• **TASK DATA**:
— begin —
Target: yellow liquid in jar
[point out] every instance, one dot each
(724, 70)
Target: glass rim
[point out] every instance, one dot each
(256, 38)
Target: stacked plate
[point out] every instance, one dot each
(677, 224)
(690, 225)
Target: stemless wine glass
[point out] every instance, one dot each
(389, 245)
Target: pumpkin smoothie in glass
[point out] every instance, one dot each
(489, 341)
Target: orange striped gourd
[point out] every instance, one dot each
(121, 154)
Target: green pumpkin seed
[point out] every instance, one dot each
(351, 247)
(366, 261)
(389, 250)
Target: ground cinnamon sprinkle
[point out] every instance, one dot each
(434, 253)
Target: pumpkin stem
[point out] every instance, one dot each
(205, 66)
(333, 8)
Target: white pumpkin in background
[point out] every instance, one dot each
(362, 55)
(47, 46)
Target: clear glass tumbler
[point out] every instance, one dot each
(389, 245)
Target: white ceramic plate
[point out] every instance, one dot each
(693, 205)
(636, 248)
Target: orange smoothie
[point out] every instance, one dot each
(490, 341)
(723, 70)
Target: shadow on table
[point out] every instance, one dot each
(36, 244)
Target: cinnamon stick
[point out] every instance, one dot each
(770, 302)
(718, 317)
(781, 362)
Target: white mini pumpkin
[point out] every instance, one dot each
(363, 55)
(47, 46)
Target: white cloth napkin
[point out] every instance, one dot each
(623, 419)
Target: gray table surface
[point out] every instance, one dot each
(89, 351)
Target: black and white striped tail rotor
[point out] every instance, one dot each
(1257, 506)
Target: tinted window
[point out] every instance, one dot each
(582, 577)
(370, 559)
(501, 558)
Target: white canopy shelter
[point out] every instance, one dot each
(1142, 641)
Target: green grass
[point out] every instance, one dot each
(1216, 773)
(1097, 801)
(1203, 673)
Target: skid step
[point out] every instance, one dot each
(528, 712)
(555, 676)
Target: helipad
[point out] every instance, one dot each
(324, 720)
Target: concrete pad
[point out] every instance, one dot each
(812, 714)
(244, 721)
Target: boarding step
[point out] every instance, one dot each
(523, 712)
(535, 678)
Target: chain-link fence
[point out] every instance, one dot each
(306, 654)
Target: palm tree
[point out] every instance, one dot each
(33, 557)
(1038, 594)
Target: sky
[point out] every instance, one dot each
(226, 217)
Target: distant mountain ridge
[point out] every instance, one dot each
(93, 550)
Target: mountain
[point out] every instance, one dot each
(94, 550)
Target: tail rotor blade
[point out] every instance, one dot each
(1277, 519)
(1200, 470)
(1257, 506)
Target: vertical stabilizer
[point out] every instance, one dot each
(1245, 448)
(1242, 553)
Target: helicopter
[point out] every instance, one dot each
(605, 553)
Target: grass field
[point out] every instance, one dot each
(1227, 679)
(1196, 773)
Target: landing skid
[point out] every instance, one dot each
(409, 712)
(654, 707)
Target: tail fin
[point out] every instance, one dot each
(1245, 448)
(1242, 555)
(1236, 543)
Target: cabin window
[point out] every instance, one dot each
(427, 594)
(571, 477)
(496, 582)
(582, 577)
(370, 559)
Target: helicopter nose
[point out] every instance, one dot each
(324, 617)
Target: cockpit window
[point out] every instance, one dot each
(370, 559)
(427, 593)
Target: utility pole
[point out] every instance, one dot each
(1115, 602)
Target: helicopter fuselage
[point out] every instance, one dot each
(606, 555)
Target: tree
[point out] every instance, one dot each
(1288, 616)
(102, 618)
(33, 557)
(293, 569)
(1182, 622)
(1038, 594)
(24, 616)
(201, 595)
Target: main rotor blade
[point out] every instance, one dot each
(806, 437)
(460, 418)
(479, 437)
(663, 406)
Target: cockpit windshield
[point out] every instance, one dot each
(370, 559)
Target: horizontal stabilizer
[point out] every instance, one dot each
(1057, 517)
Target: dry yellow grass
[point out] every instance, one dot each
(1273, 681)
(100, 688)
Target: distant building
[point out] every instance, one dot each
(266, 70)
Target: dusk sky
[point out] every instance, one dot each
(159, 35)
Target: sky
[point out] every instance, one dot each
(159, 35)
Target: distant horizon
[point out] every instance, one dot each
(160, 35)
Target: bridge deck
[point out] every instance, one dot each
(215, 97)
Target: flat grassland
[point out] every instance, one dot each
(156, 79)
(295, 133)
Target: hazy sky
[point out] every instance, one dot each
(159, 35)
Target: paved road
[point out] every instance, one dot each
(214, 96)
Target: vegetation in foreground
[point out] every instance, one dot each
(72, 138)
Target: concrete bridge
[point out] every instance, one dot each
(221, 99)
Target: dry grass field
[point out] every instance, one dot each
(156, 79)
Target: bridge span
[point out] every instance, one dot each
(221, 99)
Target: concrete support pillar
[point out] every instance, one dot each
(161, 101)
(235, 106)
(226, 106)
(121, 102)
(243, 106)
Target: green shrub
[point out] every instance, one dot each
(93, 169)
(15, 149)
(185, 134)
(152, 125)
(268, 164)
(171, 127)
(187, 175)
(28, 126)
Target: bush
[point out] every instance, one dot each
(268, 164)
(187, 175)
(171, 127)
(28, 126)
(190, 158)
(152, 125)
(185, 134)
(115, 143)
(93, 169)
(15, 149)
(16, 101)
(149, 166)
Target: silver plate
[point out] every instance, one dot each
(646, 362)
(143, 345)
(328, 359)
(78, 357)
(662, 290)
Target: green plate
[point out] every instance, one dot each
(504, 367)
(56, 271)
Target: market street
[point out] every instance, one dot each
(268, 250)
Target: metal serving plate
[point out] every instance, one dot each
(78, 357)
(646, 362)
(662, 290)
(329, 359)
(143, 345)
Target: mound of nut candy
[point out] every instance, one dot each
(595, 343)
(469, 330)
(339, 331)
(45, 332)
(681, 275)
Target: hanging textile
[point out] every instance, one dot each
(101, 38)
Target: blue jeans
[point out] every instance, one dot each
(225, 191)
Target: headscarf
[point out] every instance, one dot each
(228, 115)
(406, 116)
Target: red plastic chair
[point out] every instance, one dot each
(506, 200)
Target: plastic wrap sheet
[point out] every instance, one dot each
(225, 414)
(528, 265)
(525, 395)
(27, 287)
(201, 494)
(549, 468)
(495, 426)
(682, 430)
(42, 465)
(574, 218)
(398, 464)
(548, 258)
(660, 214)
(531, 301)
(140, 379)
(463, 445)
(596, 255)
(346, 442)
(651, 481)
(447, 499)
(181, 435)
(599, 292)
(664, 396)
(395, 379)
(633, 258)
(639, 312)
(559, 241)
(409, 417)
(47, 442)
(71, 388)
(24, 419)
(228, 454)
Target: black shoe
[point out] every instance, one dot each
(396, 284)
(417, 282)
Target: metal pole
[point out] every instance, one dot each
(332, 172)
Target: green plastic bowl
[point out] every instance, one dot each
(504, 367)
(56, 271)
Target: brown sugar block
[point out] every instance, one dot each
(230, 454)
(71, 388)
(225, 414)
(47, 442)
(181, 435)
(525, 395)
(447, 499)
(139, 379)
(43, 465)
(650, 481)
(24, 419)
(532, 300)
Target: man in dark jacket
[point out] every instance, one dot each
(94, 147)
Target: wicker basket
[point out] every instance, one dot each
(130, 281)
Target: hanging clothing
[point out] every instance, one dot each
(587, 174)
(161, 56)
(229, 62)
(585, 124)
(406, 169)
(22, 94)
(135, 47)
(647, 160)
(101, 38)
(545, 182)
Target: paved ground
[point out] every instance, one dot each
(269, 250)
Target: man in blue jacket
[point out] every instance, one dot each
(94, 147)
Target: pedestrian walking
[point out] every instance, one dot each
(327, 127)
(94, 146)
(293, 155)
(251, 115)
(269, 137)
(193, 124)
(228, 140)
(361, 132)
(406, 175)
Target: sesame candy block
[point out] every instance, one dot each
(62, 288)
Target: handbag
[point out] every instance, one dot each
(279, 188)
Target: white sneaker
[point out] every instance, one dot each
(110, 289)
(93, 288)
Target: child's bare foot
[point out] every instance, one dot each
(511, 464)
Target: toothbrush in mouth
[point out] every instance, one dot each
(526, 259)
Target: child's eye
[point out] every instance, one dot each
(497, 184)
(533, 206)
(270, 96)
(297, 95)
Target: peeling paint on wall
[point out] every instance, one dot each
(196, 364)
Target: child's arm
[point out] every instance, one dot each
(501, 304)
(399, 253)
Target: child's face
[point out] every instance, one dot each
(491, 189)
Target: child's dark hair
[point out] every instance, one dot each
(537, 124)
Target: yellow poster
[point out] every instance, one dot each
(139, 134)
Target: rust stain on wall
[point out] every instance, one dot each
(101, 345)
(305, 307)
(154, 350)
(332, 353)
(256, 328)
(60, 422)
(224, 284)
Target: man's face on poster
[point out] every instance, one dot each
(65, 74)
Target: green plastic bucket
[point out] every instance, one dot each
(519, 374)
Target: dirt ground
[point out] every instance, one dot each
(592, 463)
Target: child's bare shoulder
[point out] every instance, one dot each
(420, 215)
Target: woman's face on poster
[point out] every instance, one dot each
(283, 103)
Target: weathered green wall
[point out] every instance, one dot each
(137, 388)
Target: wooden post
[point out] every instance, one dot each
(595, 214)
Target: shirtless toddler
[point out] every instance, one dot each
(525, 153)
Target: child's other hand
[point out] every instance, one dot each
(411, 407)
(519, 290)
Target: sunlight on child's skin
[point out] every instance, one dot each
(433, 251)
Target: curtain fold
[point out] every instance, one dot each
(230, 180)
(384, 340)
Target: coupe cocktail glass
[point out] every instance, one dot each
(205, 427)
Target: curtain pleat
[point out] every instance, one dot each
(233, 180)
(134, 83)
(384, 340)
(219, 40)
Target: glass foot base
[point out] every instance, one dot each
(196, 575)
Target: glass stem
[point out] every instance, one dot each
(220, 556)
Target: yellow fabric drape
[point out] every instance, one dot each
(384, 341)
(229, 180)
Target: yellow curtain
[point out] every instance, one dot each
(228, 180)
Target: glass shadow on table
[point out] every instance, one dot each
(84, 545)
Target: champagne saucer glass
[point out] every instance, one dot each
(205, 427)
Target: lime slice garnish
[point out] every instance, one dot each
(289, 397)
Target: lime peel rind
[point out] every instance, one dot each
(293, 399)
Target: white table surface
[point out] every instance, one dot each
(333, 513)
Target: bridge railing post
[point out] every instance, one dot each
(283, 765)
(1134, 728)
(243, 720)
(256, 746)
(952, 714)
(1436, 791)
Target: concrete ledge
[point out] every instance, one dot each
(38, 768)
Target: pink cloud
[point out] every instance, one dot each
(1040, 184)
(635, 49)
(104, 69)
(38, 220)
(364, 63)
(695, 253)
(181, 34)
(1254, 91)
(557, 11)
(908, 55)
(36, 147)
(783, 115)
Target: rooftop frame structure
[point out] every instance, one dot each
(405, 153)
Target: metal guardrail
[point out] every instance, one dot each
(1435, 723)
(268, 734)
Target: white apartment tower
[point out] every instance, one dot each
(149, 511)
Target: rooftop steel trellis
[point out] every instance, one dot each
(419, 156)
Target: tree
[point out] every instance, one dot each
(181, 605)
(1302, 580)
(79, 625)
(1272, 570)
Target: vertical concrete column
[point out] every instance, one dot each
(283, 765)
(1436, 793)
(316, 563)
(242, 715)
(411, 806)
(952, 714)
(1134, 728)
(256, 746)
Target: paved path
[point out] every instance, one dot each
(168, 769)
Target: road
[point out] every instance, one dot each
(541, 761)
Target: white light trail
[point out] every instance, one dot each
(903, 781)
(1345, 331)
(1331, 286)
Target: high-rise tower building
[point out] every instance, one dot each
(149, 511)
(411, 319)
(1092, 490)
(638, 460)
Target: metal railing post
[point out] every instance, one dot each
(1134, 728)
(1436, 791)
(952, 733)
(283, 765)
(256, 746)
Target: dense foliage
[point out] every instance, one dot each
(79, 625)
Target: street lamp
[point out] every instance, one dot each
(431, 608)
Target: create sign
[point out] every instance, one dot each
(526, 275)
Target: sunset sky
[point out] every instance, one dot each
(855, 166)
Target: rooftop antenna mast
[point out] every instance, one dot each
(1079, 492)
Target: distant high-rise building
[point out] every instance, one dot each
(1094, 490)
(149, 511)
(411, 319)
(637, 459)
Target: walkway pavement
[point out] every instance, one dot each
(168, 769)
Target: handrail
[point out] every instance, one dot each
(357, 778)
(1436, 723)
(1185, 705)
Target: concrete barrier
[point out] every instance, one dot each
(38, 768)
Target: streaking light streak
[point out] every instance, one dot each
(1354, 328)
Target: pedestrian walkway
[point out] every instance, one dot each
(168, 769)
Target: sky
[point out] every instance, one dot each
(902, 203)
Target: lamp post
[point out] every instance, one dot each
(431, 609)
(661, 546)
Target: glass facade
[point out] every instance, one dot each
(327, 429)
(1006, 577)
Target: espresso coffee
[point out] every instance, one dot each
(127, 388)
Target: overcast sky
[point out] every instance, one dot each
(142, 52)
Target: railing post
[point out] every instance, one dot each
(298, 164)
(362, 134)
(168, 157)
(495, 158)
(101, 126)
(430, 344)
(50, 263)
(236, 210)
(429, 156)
— end —
• **WHAT IS NEEDED**:
Output only the lines from the one holding "Target: sunset sky" through the last line above, exactly as they appear.

• **SOLUTION FOR THIS PROBLEM**:
Target: sunset sky
[point out] every instance, one dot each
(855, 166)
Target: rooftop antenna mast
[point out] every instance, one dot each
(1079, 492)
Target: distant high-rise building
[point out] every instance, one dot each
(1094, 490)
(149, 511)
(411, 319)
(637, 459)
Target: walkway pavement
[point out] every instance, one dot each
(168, 769)
Target: handrail
[point out] every instance, one dot each
(357, 778)
(1436, 723)
(1185, 705)
Target: concrete barrier
[point out] every instance, one dot each
(38, 768)
Target: streaking light streak
[point out] every instance, one dot each
(1354, 328)
Target: pedestrian walkway
[point out] every instance, one dot each
(168, 769)
Target: sky
[point out] every instance, one dot each
(902, 203)
Target: lamp post
[point out] every instance, one dot each
(431, 609)
(661, 546)
Target: glass facade
[point out] every instance, one dot each
(327, 429)
(1006, 577)
Target: espresso coffee
[point out] every instance, one dot each
(127, 388)
Target: overcast sky
[point out] every instance, one dot each
(142, 52)
Target: railing post
[point out] every instance, one dot each
(298, 164)
(362, 134)
(168, 157)
(495, 158)
(101, 126)
(430, 344)
(50, 263)
(236, 210)
(429, 156)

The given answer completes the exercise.